Give back the line where "window railing in the photo above." appears and all the lines after it until the listing ends, unchanged and with nothing else.

╔══

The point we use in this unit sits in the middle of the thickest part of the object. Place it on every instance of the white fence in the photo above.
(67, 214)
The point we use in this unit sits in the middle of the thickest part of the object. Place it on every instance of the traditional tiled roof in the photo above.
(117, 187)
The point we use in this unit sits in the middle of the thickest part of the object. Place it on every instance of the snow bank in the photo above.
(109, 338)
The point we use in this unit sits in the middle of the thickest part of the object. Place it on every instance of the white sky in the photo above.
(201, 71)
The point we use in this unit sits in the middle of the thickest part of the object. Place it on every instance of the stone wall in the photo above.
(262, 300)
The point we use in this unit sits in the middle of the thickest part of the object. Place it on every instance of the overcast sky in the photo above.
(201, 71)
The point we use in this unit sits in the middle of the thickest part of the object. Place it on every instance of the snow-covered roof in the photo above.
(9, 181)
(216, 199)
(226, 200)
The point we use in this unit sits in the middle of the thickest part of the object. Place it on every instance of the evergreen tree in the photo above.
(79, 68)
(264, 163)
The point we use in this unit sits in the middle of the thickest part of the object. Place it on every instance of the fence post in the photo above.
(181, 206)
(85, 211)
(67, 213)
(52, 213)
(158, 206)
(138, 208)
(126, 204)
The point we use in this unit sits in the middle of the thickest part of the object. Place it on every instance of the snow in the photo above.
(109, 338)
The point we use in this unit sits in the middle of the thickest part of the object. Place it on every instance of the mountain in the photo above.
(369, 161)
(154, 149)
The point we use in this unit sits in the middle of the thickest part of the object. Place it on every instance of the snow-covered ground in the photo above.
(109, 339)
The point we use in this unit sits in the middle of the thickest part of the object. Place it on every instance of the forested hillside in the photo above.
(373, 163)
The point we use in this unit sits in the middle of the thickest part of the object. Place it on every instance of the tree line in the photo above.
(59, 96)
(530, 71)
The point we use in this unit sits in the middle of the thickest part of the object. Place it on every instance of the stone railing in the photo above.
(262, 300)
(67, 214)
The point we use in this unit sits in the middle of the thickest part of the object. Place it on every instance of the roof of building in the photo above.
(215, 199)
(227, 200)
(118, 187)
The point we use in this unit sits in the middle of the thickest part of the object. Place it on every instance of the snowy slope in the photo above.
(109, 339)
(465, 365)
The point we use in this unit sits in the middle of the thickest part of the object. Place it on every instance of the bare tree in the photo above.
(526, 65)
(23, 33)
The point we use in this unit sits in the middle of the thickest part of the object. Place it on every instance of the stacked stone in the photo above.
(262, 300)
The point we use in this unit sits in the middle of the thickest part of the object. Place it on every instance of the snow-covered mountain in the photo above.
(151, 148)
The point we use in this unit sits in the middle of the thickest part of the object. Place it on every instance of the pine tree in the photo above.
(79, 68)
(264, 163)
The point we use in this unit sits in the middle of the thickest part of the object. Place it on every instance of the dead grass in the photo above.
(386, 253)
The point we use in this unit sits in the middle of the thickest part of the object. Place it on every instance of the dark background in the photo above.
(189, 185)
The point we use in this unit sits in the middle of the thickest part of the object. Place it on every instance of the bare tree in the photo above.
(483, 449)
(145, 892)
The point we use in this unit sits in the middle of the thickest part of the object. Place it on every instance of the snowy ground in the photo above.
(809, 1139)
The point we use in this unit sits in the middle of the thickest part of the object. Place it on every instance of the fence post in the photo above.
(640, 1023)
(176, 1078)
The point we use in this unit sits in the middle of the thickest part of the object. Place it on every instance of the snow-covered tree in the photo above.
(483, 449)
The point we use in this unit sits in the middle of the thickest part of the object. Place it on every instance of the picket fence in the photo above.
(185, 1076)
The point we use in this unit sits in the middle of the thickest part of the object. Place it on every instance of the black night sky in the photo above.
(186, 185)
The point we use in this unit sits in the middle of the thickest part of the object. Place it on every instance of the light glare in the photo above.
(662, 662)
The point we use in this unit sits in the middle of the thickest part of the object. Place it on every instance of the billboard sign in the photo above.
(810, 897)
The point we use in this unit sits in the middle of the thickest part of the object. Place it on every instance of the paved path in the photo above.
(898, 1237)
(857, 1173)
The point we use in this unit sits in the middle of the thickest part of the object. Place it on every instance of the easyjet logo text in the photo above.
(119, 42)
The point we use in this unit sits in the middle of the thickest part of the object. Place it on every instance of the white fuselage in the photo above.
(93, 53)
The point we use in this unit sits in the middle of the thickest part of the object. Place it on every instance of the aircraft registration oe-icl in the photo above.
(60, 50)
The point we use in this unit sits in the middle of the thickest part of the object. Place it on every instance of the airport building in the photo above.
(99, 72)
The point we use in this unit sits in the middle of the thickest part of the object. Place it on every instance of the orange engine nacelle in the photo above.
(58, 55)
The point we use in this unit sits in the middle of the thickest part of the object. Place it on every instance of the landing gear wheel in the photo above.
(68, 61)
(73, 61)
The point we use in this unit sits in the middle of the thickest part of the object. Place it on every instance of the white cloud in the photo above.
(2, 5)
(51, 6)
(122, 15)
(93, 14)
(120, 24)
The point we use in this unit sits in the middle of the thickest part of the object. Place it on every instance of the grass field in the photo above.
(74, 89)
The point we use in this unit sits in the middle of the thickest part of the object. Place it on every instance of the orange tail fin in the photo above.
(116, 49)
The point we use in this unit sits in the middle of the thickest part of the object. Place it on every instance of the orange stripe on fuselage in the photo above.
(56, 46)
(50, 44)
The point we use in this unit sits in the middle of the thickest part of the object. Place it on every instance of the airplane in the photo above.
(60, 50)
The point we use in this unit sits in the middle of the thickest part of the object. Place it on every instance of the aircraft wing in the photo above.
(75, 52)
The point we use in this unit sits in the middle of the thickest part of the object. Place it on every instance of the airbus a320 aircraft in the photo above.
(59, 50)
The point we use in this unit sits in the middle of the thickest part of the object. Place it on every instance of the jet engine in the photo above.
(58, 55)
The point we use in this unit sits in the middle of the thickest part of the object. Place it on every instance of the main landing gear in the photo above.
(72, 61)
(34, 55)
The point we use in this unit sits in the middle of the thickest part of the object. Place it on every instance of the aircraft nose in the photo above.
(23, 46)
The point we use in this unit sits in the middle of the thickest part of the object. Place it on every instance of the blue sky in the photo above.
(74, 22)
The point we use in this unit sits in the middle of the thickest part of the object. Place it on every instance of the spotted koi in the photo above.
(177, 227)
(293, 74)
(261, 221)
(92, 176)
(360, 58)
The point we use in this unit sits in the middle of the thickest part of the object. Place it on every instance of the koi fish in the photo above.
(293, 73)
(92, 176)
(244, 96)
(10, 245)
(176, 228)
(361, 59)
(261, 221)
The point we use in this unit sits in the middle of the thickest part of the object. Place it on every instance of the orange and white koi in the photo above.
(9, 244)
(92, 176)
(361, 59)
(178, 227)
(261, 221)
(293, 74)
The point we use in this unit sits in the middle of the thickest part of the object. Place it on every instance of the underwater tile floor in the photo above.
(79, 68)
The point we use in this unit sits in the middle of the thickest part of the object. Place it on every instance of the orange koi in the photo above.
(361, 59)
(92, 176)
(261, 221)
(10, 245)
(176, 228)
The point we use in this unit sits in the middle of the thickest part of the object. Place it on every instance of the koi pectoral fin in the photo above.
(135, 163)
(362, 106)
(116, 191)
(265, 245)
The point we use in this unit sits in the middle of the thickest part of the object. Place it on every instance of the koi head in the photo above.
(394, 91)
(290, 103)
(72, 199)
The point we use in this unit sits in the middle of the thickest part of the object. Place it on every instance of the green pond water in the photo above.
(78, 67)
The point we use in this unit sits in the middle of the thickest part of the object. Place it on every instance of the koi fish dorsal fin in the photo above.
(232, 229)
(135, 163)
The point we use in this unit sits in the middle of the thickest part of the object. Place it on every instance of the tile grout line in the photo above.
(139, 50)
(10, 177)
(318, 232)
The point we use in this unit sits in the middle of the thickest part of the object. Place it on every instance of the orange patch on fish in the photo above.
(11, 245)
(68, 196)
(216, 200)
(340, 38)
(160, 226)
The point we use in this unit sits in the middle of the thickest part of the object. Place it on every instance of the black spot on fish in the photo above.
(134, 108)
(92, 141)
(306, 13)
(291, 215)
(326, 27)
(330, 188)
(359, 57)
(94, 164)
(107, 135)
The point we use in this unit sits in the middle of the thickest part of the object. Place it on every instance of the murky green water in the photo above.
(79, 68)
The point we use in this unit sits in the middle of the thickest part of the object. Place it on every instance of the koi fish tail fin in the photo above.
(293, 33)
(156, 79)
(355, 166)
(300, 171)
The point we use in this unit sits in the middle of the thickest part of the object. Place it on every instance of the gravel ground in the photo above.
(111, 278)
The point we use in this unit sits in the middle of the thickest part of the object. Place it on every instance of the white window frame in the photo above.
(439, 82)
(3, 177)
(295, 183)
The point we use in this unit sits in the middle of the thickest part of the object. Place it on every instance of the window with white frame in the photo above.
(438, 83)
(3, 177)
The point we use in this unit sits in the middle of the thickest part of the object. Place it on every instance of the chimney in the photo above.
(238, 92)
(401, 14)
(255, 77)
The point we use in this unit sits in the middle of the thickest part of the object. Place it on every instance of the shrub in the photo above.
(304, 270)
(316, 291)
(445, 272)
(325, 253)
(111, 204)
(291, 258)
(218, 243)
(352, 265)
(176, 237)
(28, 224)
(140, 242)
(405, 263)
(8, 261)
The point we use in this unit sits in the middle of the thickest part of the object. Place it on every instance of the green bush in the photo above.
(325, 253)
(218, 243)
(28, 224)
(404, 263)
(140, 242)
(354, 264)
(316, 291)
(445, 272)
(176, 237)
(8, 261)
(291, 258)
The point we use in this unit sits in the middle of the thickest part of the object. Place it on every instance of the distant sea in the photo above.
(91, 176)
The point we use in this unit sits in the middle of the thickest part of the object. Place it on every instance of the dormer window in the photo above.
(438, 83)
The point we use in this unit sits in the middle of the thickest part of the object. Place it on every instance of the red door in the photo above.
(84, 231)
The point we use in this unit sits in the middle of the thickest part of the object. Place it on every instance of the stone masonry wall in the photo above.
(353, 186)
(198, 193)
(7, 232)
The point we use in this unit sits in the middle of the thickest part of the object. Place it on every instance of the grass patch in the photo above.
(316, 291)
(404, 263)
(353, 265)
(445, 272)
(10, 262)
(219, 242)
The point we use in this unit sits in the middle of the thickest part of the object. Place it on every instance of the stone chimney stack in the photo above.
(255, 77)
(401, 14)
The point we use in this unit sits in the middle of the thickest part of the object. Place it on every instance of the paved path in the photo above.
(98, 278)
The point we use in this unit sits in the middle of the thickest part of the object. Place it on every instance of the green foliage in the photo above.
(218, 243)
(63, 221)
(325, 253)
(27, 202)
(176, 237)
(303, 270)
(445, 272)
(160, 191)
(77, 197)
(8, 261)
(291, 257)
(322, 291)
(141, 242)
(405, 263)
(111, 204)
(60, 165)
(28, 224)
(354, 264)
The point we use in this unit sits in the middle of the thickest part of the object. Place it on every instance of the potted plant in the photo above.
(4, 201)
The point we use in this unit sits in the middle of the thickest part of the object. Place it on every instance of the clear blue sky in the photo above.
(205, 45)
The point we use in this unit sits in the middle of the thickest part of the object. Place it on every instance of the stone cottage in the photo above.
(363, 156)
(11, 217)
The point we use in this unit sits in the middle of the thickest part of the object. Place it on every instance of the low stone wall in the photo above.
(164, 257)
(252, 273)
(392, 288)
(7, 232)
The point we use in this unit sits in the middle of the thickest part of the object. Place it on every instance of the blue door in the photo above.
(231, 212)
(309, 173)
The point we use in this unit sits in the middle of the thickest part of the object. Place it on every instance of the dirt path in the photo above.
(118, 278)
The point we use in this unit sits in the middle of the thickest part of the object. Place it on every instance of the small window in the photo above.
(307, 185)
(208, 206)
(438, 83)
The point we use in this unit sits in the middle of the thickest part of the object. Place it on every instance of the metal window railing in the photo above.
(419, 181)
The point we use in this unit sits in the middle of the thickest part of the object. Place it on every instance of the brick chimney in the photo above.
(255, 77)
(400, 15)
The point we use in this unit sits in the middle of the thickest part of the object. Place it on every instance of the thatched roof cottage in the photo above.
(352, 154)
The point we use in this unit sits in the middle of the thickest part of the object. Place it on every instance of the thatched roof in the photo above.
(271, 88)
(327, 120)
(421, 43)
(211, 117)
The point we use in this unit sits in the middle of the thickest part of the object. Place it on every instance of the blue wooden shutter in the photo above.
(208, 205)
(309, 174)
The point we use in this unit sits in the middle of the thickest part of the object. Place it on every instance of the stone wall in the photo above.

╚══

SOLUTION TO THIS PROBLEM ::
The point we use in this unit sits in the middle of the thickest part of the object. Place it on every instance of the metal window railing in the photo above.
(419, 181)
The point we use in this unit sits in the middle of the thickest part of the object. Place it on every instance of the brick chimney in the photo above.
(255, 77)
(400, 15)
The point we use in this unit sits in the middle of the thickest part of the object. Place it on every instance of the thatched roof cottage in the photo above.
(352, 154)
The point we use in this unit sits in the middle of the thickest part of the object. Place it on every instance of the thatched roof in the photo above.
(271, 88)
(327, 120)
(421, 43)
(211, 117)
The point we use in this unit sits in the middle of the thickest part of the object. Place it on every instance of the blue wooden shutter in the photo above.
(208, 205)
(309, 174)
The point we use in this unit sits in the middle of the thickest part of the object. Place it on every instance of the stone wall in the photo above.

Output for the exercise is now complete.